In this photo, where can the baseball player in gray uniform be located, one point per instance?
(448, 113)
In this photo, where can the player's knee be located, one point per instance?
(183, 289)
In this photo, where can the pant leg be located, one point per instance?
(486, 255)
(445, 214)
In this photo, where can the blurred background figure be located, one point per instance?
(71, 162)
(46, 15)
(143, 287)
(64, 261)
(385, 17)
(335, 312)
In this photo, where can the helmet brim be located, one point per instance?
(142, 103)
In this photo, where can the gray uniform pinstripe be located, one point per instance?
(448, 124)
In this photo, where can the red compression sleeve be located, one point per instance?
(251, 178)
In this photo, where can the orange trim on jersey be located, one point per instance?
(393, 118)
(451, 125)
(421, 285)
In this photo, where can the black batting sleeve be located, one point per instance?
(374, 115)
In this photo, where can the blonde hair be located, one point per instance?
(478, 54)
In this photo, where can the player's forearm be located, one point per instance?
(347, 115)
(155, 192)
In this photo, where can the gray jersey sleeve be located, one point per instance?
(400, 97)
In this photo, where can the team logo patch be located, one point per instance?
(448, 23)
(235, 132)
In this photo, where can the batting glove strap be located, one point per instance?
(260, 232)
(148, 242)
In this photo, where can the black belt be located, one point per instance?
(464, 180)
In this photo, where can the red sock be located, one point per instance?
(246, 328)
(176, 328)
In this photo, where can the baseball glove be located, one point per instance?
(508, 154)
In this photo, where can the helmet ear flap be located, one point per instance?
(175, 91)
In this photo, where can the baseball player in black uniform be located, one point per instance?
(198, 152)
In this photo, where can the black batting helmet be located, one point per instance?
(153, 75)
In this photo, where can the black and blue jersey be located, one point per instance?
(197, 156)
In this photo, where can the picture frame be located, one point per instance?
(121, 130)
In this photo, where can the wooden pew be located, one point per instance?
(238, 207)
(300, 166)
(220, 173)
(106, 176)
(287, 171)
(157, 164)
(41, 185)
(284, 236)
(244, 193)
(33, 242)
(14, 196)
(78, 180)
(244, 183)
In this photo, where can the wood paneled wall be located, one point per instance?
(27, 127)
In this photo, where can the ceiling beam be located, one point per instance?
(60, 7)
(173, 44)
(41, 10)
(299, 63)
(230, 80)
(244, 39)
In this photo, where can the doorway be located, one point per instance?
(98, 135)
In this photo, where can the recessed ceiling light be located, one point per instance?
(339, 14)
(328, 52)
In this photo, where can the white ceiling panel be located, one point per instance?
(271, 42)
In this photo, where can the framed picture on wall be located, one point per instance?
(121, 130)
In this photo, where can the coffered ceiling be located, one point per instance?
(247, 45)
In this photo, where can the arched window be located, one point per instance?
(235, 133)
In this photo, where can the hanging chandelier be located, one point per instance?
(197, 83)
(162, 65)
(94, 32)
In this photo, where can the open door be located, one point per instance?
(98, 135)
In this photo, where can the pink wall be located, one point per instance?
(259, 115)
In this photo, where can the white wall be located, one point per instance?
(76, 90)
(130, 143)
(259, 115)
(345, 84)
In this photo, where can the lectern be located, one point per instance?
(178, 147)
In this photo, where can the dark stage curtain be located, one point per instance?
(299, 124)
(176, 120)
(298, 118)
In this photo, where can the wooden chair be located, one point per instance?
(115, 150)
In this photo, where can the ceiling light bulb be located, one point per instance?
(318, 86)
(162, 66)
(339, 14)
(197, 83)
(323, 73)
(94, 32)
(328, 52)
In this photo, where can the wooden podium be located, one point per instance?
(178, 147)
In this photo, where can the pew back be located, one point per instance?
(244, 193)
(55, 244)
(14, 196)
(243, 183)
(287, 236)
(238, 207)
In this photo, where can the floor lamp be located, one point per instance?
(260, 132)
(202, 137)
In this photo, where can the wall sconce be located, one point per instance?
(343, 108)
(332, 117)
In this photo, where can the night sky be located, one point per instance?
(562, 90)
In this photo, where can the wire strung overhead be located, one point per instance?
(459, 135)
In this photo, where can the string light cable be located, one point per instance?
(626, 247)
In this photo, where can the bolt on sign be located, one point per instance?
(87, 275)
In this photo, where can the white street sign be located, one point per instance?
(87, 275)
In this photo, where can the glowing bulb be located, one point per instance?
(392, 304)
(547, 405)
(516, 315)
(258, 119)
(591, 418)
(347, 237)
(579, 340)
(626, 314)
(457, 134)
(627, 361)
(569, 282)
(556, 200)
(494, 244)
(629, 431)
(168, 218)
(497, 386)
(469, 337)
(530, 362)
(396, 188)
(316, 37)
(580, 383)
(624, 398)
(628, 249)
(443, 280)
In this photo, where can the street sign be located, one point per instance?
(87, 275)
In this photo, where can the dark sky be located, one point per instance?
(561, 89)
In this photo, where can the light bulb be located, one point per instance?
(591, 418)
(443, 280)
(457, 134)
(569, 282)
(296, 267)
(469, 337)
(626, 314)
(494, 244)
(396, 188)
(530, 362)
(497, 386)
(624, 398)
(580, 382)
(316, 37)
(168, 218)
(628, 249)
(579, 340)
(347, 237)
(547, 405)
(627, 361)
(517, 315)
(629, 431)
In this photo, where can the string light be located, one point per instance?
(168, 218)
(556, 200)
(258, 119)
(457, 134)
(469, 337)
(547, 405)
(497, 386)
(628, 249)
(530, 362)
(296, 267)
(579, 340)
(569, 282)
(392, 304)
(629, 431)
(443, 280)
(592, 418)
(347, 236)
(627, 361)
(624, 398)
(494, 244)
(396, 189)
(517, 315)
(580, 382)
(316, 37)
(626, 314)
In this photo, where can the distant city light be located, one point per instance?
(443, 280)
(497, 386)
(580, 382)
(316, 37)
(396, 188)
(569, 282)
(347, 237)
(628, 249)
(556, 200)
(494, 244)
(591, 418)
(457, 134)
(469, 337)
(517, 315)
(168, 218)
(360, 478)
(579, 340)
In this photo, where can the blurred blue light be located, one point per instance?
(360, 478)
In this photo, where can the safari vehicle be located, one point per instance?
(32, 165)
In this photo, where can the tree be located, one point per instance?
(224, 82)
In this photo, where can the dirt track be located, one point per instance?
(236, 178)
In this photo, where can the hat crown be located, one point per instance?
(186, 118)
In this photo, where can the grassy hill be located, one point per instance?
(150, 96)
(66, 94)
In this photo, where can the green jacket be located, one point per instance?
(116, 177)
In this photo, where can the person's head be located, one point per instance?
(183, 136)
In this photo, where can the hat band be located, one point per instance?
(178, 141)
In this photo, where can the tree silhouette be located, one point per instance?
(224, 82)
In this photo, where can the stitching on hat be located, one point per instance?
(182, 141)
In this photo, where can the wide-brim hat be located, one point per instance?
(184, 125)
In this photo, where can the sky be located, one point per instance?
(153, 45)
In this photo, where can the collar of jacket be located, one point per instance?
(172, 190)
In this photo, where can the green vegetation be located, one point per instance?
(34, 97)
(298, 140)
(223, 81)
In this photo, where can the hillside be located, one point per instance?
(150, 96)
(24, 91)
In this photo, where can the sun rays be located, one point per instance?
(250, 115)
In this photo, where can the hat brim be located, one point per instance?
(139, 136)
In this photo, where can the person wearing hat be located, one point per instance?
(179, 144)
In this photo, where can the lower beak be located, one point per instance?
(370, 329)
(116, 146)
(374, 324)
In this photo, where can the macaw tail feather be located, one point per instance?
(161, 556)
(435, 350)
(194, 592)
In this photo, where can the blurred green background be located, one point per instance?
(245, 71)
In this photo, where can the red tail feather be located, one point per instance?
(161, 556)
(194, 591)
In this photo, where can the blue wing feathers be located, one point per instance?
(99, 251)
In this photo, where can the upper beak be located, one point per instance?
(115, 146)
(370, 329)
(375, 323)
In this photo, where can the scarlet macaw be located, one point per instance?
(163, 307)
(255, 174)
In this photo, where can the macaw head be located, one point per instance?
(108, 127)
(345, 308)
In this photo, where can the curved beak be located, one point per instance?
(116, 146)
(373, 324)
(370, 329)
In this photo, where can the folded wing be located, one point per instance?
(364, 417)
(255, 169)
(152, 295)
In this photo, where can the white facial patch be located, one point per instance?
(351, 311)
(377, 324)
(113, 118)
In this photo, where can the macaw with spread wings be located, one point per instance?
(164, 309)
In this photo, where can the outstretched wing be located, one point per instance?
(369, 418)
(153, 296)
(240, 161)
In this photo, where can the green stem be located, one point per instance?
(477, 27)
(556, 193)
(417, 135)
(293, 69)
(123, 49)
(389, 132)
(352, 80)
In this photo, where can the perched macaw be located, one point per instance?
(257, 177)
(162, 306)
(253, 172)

____________________

▶ Direction
Give back, exactly as written, the lines from the one with "In this photo, where can the curved" to the last line.

▶ Answer to the task
In this photo, where can the curved beak be located, one point per instance?
(116, 146)
(373, 324)
(370, 329)
In this photo, where can the folded wing be located, one point per instance?
(364, 417)
(255, 169)
(152, 295)
In this photo, where can the white facial patch be located, one point per instance?
(351, 311)
(377, 324)
(113, 118)
In this photo, where can the macaw with spread wings be located, one point per instance?
(164, 309)
In this photo, where can the outstretched wing be located, one point per instance?
(369, 418)
(153, 296)
(240, 161)
In this photo, where can the green stem be located, one point per instance?
(477, 27)
(556, 193)
(417, 135)
(293, 69)
(123, 49)
(389, 132)
(352, 80)
In this photo, where can the perched macaw be located, one point per instance?
(257, 177)
(162, 306)
(253, 172)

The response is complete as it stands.